### TASK TO COMPLETE:
Copy each of the records below line for line, changing nothing.

### INFORMATION SHOWN:

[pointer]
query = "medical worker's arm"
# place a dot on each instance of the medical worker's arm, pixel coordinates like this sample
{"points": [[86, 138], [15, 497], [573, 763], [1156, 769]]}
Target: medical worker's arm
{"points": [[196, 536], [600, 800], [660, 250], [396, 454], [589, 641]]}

### EXPECTED ANSWER:
[pointer]
query = "medical worker's arm"
# place a dot on each instance of the medical worker's arm, pixel coordinates like this sample
{"points": [[86, 138], [15, 497], [573, 763], [1156, 769]]}
Target: medical worker's arm
{"points": [[196, 536], [600, 800], [660, 250], [396, 454], [589, 641]]}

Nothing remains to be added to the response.